*** Records provided Section Begins ***

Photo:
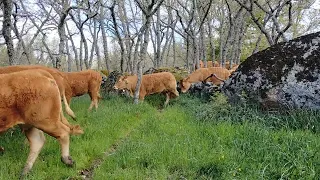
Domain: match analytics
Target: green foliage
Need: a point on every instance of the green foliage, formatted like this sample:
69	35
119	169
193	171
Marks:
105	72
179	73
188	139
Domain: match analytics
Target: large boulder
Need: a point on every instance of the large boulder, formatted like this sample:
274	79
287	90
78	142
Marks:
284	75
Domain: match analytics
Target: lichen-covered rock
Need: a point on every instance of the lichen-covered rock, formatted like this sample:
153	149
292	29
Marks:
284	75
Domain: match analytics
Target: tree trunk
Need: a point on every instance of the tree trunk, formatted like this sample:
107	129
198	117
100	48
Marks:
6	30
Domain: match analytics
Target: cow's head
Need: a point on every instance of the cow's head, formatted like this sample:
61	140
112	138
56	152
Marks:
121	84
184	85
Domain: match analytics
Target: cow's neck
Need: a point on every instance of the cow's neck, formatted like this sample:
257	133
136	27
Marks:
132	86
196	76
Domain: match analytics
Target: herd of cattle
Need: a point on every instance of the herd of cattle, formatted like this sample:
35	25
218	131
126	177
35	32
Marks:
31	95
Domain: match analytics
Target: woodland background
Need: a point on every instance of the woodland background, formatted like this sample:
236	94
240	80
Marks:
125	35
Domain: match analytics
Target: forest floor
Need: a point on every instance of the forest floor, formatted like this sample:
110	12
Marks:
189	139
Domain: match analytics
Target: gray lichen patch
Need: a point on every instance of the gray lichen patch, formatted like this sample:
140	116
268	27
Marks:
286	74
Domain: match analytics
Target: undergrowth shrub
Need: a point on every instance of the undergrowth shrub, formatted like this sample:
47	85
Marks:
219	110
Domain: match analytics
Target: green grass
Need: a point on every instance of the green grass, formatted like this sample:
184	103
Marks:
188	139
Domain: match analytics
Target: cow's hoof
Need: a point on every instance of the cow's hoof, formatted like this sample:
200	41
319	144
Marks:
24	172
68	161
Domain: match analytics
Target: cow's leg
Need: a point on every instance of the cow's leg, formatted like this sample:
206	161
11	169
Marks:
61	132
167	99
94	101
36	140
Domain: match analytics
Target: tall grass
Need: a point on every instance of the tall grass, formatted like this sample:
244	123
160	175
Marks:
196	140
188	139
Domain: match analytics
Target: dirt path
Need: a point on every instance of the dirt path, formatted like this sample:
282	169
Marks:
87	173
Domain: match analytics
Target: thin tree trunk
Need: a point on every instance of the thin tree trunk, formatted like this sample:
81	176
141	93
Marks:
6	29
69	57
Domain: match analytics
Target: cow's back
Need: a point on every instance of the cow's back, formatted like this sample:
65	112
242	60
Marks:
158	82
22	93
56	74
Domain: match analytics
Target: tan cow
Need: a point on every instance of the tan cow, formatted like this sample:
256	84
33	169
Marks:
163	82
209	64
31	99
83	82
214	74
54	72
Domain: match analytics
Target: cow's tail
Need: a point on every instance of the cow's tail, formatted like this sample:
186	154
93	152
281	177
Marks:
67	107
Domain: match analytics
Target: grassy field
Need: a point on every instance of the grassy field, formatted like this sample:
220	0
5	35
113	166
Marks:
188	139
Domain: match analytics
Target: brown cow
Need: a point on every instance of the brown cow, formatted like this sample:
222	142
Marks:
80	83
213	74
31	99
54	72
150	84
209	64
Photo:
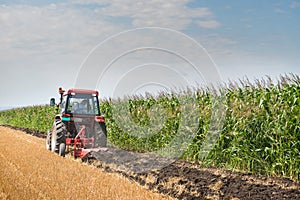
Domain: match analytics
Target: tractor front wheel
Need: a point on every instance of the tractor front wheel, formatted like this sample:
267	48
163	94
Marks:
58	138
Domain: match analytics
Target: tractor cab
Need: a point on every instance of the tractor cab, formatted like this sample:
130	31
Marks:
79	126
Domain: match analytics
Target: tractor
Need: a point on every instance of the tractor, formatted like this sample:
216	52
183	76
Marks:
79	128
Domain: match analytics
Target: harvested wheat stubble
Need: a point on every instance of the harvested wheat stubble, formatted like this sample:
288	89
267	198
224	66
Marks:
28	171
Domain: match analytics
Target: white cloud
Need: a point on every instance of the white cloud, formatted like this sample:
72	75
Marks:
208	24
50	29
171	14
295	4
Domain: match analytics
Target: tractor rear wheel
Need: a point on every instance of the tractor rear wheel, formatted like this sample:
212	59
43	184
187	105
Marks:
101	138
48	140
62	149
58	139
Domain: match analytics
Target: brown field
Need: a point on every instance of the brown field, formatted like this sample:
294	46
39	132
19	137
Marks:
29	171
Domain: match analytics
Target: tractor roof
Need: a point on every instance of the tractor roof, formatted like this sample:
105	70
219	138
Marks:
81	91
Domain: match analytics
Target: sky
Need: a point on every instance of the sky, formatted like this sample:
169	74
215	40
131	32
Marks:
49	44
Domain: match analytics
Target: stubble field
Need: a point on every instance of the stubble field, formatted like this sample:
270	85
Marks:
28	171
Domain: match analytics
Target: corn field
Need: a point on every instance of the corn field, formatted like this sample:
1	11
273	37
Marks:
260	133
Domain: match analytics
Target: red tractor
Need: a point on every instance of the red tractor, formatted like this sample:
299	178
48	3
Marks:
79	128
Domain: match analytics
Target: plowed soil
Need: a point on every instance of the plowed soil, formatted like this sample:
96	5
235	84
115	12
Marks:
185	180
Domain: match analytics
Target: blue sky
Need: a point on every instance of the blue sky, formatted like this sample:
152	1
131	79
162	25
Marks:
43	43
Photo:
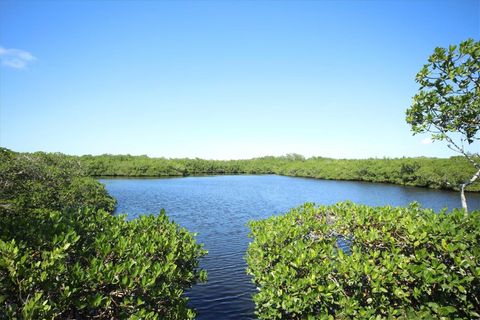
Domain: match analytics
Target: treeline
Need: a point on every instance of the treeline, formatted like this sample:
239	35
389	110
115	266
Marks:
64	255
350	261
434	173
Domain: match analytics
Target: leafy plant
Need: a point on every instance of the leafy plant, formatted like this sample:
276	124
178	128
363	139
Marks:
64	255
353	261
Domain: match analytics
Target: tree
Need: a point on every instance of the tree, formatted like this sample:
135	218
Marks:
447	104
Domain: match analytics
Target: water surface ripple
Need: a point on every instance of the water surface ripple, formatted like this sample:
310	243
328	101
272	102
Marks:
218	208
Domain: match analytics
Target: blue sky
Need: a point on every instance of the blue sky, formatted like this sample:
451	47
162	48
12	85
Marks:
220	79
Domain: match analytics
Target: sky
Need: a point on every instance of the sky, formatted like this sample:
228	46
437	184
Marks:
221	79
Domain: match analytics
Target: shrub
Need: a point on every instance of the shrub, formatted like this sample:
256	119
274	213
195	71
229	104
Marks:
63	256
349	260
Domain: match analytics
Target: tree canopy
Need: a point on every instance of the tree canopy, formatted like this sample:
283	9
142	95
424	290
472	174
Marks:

*** Records provided Section Ends ***

▶ Task objective: Across the records above, return every line that contains the word "stubble".

▶ Final answer:
Target: harvested wheat stubble
Need: a point on every instance of the harvested wheat stubble, formatted like this sample:
Target: stubble field
Need: a point on every instance of the stubble field, formatted like this sample:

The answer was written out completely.